## List of tasks
1. According to the passage, which two countries is the red colobus monkey endemic to?
2. Please rewrite the entries starting at the line that contains "Pick out the rocky mountain" and ending at the line that contains "x=738, y=185", with "motorcycle" replaced by "scooter" and nothing else changed.

## Selection
----

Although farm-specific crop origins are difficult to trace, we found that a number of Critically Endangered species are at risk from habitat loss via agricultural development in countries where the UK sources the focal crops (Fig. 7). Endangered species can be the ‘face’ of a product’s impact, as is the case for oil palm, commonly linked to the loss of orangutan habitat and mentioned specifically in information on some products free of palm oil. While Indonesian orangutans (Pongo pygmaeus and Pongo abelii) are often the ‘face’ of oil palm’s impact, ‘icons of wild nature’ according to Spehar et al.^63^, our findings reveal that lesser-known species like the Presbytis chrysomelas and the Sunda pangolin are facing significant threats, urging a broader awareness of biodiversity loss. Presbytis primates are relatively understudied, but the chrysomelas species we identify as having strong overlap with oil palm is endemic to Borneo and is losing its forest habitat to logging and conversion to agriculture. This is of particular concern because these monkeys cannot survive in deforested habitats and are unlikely to cross between forest patches^57^. Whilst our study cannot be used to accurately pinpoint overlap between threatened species and specific crops, we can infer from this that any overlap has the potential for direct impact via habitat loss, but also indirect effects on humans. Recent studies further support this, highlighting that even palm oil production labelled as ‘sustainable’ has been associated with widespread habitat loss for orangutans and other species (e.g. see Gatti and Velichevskaya^64^).
For cocoa, we identified two primate species for which almost 20% of their range overlapped with crop production—Cercopithecus roloway and Piliocolobus waldroni. Whilst certain species can adapt to changing landscapes and coexist alongside agricultural production (e.g., generalist species and species able to survive in smaller patches^63,65^), many cannot, and around 90% of Critically Endangered mammals have agricultural land listed as a major driver of their extinction risk^66^. The red colobus monkey, which had the greatest overlap with cocoa production in Côte d’Ivoire of all Critically Endangered species analysed (Fig. 7), has been noted as potentially extinct in previous years and is endemic only to the two major cocoa producers - Côte d’Ivoire and Ghana^67^. These case studies reveal the ‘hidden’ impacts of global trade in producer countries, often unknown to consumers purchasing the products and difficult for sellers and researchers to quantify due to lengthy and opaque supply chains^68^.
Our understanding of the relative sustainability of different food products is currently limited by the differing baselines of biodiversity records. Although the UK has no threatened mammal species according to the IUCN Red List, this does not mean that there are no threats to UK biodiversity. Due to the country’s history of industrialisation and agricultural intensification, it is likely that threatened mammalian biodiversity was lost before Red List data were collected. This bias is present in many countries with long histories of intense land-use change and influences our understanding of environmental impacts, which appear stronger in the tropics where biodiversity is higher (e.g., as discussed in Ellis et al.^69^). This highlights the potential for injustice in making sustainable land-use decisions: do we source ingredients from places that have already benefited economically through habitat loss from previous agricultural development, rather than potentially less economically developed regions with higher biodiversity?

----

## Material supplied
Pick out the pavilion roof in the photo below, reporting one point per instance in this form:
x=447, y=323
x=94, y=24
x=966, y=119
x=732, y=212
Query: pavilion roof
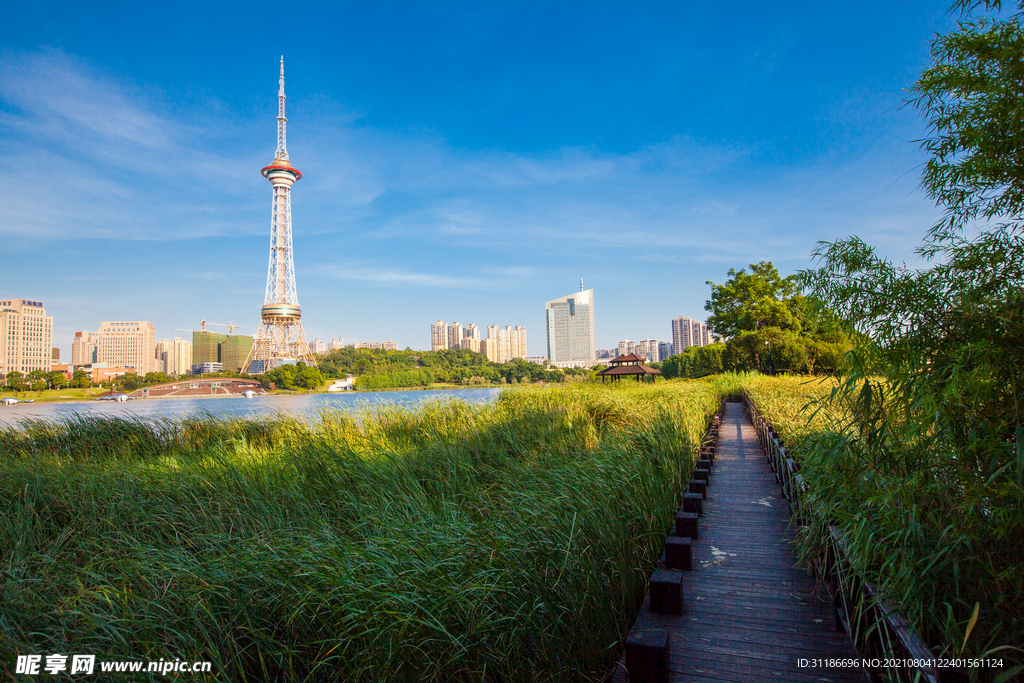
x=630, y=370
x=630, y=357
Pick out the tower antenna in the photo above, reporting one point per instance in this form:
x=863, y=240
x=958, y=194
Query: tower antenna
x=281, y=338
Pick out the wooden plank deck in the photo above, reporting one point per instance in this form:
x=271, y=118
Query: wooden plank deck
x=749, y=612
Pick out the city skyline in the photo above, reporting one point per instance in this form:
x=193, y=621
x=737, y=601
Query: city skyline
x=625, y=147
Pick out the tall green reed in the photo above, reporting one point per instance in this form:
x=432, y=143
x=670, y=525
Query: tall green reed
x=506, y=542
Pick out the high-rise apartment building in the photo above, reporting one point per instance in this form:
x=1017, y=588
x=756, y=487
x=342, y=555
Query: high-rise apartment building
x=648, y=349
x=687, y=332
x=438, y=336
x=174, y=357
x=84, y=348
x=471, y=338
x=26, y=336
x=129, y=344
x=455, y=336
x=517, y=342
x=570, y=328
x=497, y=348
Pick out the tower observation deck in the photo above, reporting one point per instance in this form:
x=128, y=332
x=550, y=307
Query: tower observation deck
x=281, y=339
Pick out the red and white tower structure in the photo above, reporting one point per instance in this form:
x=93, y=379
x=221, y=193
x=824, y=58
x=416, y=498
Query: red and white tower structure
x=281, y=339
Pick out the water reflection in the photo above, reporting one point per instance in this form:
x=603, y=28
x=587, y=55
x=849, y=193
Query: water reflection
x=303, y=406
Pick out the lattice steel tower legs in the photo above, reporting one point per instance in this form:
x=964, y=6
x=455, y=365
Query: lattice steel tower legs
x=280, y=338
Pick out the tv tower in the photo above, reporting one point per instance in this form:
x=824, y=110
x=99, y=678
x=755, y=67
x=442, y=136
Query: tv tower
x=280, y=339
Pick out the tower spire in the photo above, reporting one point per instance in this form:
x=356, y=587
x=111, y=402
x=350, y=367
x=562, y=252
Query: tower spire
x=281, y=338
x=282, y=153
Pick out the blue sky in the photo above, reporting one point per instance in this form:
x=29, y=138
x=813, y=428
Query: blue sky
x=462, y=161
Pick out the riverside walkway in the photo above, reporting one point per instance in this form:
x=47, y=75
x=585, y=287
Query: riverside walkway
x=749, y=612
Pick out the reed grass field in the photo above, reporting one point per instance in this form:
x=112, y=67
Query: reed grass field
x=508, y=542
x=940, y=534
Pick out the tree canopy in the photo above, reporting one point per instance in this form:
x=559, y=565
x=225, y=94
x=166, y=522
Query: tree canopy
x=767, y=325
x=750, y=301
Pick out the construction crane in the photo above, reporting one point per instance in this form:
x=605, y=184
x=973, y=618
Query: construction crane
x=230, y=326
x=203, y=326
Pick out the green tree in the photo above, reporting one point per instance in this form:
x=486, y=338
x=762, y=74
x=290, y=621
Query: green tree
x=944, y=426
x=749, y=301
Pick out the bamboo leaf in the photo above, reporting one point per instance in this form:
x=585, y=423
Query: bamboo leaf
x=970, y=626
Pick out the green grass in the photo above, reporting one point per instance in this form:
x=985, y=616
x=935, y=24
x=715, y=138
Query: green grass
x=51, y=395
x=507, y=542
x=937, y=536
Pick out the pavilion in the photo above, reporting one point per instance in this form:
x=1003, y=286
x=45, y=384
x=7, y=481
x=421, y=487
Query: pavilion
x=629, y=366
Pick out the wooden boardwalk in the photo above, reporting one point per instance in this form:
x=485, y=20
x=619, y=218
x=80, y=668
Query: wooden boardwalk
x=749, y=613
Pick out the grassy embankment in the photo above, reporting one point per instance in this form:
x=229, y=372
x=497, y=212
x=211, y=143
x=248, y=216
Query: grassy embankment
x=503, y=542
x=938, y=535
x=53, y=395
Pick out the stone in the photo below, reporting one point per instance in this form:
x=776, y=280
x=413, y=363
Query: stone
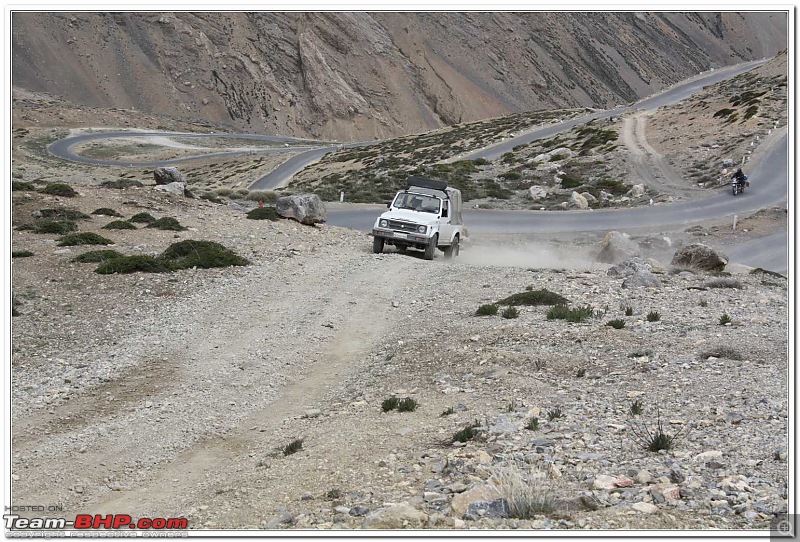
x=480, y=492
x=173, y=188
x=645, y=507
x=167, y=175
x=497, y=508
x=537, y=192
x=700, y=256
x=603, y=481
x=628, y=267
x=395, y=516
x=616, y=247
x=305, y=208
x=577, y=200
x=642, y=279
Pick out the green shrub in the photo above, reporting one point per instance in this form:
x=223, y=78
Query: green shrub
x=264, y=213
x=97, y=256
x=105, y=211
x=132, y=264
x=20, y=186
x=121, y=184
x=62, y=214
x=407, y=405
x=654, y=441
x=83, y=238
x=389, y=404
x=143, y=218
x=510, y=312
x=58, y=227
x=562, y=312
x=200, y=254
x=534, y=297
x=166, y=223
x=119, y=225
x=487, y=310
x=59, y=189
x=293, y=447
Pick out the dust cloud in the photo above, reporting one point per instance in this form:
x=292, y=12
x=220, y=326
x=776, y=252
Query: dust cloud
x=536, y=255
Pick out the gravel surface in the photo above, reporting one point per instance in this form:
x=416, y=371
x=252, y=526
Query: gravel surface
x=175, y=394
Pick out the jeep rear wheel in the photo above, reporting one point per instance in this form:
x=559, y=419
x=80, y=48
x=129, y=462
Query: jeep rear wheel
x=452, y=250
x=431, y=248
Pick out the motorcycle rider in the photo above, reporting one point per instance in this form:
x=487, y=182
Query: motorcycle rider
x=740, y=177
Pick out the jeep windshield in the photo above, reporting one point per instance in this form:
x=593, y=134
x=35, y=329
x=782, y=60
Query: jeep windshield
x=417, y=202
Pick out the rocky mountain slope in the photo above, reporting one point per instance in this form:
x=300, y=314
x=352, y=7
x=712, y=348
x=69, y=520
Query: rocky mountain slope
x=361, y=75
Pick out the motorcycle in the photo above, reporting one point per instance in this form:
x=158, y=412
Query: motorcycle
x=738, y=185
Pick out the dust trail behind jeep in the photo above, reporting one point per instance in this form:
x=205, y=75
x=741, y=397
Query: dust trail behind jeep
x=426, y=216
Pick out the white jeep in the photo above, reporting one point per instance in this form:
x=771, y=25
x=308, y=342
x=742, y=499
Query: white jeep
x=426, y=215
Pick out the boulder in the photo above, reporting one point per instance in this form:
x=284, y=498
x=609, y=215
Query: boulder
x=617, y=247
x=481, y=492
x=700, y=256
x=537, y=192
x=488, y=509
x=629, y=267
x=167, y=175
x=173, y=188
x=642, y=279
x=577, y=200
x=395, y=516
x=305, y=208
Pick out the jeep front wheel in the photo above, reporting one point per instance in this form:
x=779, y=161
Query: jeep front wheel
x=431, y=248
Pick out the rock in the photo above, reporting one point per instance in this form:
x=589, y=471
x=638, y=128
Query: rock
x=305, y=208
x=168, y=175
x=481, y=492
x=577, y=200
x=642, y=279
x=700, y=256
x=645, y=507
x=617, y=247
x=665, y=492
x=629, y=267
x=711, y=459
x=603, y=481
x=537, y=192
x=172, y=188
x=395, y=516
x=636, y=191
x=497, y=508
x=358, y=511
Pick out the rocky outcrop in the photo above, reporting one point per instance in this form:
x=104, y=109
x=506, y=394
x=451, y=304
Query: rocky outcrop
x=305, y=208
x=700, y=256
x=167, y=175
x=617, y=247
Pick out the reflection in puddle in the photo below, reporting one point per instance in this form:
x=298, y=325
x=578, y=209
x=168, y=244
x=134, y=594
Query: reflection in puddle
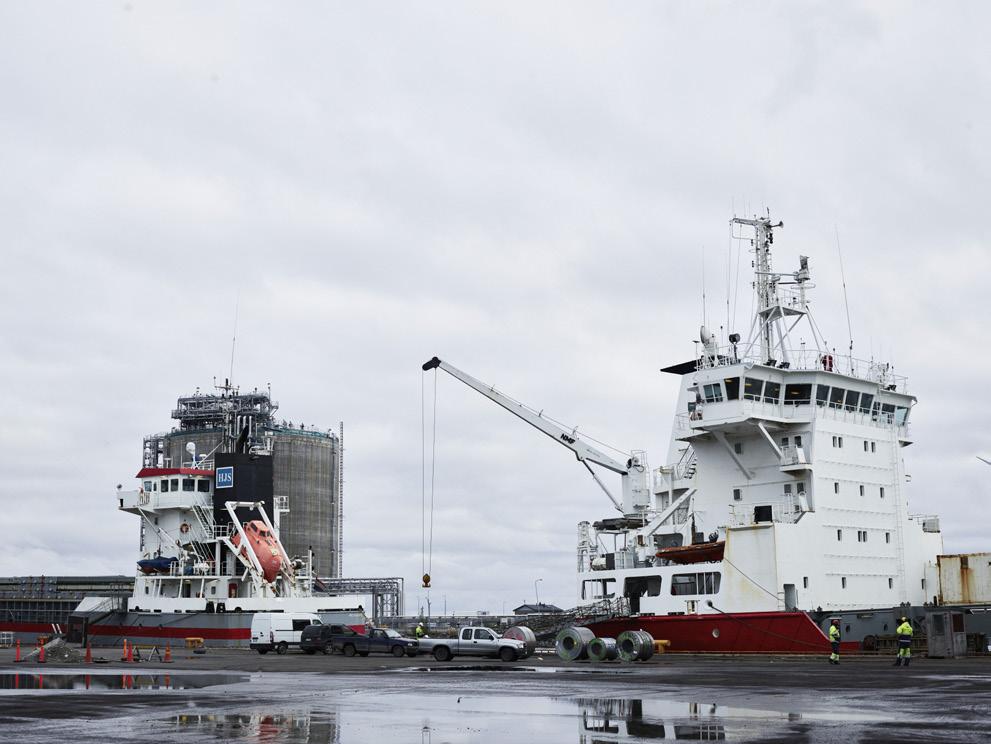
x=295, y=727
x=486, y=719
x=27, y=682
x=624, y=720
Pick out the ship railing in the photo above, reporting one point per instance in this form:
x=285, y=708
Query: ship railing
x=177, y=500
x=811, y=360
x=199, y=569
x=704, y=414
x=198, y=464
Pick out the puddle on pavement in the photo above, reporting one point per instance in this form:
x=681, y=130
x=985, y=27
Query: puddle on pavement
x=14, y=682
x=493, y=668
x=485, y=719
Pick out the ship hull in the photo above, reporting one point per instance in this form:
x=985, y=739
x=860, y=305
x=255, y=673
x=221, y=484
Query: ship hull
x=726, y=633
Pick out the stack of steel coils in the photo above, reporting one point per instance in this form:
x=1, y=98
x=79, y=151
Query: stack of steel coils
x=635, y=645
x=525, y=634
x=572, y=643
x=602, y=649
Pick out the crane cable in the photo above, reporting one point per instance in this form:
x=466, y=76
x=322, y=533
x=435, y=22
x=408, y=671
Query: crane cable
x=427, y=525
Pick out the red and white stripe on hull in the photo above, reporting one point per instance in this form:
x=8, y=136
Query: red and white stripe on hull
x=726, y=633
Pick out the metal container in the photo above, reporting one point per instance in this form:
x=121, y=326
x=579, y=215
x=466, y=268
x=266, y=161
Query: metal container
x=964, y=579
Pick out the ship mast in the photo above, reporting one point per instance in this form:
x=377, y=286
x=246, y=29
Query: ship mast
x=774, y=309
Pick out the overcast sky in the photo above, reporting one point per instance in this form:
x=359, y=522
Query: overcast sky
x=526, y=190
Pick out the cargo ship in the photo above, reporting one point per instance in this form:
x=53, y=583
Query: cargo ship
x=783, y=504
x=210, y=552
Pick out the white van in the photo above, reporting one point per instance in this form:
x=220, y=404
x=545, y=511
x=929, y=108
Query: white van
x=279, y=630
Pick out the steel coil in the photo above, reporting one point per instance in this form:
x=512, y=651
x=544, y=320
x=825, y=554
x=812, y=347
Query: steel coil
x=525, y=634
x=647, y=645
x=572, y=643
x=628, y=645
x=602, y=649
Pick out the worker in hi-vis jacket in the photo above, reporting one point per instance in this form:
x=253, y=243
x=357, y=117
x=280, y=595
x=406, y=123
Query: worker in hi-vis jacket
x=834, y=641
x=904, y=633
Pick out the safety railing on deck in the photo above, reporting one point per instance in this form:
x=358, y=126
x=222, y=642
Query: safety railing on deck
x=811, y=360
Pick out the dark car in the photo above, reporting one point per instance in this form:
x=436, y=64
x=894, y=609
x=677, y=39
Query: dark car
x=320, y=637
x=378, y=641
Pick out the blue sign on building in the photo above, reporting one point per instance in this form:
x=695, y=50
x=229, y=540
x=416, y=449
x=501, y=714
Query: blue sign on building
x=225, y=477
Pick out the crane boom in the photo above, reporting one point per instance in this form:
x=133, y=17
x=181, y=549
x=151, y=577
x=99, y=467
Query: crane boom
x=585, y=453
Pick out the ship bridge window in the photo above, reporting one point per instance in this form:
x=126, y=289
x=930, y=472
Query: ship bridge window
x=700, y=583
x=598, y=589
x=732, y=388
x=752, y=388
x=713, y=392
x=772, y=391
x=836, y=397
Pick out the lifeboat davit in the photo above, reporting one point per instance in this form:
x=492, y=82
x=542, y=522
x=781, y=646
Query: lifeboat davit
x=701, y=553
x=156, y=565
x=267, y=549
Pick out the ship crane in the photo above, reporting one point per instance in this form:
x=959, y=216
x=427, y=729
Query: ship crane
x=633, y=473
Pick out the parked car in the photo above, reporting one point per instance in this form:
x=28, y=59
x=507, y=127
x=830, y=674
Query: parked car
x=473, y=641
x=378, y=641
x=277, y=631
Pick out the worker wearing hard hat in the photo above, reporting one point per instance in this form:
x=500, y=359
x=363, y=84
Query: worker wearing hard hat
x=904, y=633
x=834, y=641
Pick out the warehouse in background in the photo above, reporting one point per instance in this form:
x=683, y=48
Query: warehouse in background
x=306, y=462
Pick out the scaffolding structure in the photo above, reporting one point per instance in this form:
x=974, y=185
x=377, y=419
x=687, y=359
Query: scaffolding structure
x=386, y=593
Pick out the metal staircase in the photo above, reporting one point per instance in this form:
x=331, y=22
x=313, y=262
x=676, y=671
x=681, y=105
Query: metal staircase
x=546, y=627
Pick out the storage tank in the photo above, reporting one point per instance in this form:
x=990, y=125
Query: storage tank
x=306, y=463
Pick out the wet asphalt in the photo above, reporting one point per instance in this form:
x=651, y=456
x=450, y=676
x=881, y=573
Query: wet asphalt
x=236, y=695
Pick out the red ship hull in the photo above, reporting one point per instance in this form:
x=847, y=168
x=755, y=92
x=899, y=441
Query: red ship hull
x=726, y=633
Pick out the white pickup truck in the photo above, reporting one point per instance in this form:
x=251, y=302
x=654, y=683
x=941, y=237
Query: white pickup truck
x=473, y=641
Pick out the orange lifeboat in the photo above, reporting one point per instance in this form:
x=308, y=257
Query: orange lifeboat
x=266, y=547
x=699, y=553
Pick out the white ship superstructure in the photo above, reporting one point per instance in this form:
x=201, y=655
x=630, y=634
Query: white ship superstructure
x=191, y=562
x=786, y=485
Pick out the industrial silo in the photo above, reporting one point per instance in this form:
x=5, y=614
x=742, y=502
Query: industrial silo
x=307, y=471
x=306, y=463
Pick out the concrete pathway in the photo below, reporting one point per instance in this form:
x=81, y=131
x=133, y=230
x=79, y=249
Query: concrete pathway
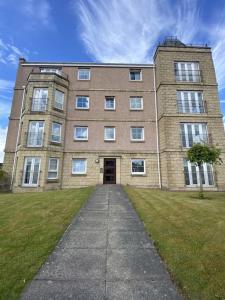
x=104, y=254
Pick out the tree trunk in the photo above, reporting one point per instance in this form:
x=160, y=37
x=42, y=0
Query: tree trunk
x=201, y=194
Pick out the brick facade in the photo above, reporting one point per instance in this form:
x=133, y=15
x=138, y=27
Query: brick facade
x=163, y=168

----

## Expected responses
1. Côte d’Ivoire and Ghana.

2.
Pick out the rocky mountain slope in the photo above, reporting one point per instance in this form:
x=300, y=314
x=352, y=7
x=712, y=348
x=69, y=520
Query: rocky mountain slope
x=361, y=75
Pick out the scooter in the photo above, reporting one point per instance in this form:
x=158, y=412
Query: scooter
x=738, y=185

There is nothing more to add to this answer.